***** Input for this task
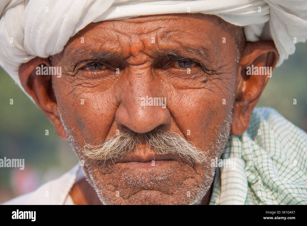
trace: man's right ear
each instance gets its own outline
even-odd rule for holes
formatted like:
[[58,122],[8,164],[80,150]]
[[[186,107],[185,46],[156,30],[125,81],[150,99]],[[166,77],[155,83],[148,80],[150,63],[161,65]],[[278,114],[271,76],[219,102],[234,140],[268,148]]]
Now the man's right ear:
[[18,70],[19,80],[25,91],[52,122],[59,136],[67,140],[58,112],[51,76],[44,75],[42,71],[37,73],[42,65],[43,67],[52,66],[49,58],[38,57],[22,64]]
**********
Instruction: Return each line of the items above verbatim, omitting the pictures.

Output below:
trace: man's right ear
each instance gets its own outline
even-odd rule for holes
formatted like:
[[58,122],[8,164],[80,150]]
[[[186,107],[185,46],[156,30],[125,81],[150,99]],[[166,77],[155,83],[148,80],[150,63],[161,65]],[[278,114],[271,76],[219,102],[234,140],[268,148]]]
Now the man's right ear:
[[18,70],[19,80],[25,91],[52,122],[59,136],[67,140],[58,112],[51,76],[44,75],[42,71],[37,73],[42,65],[43,67],[52,66],[49,58],[38,57],[22,64]]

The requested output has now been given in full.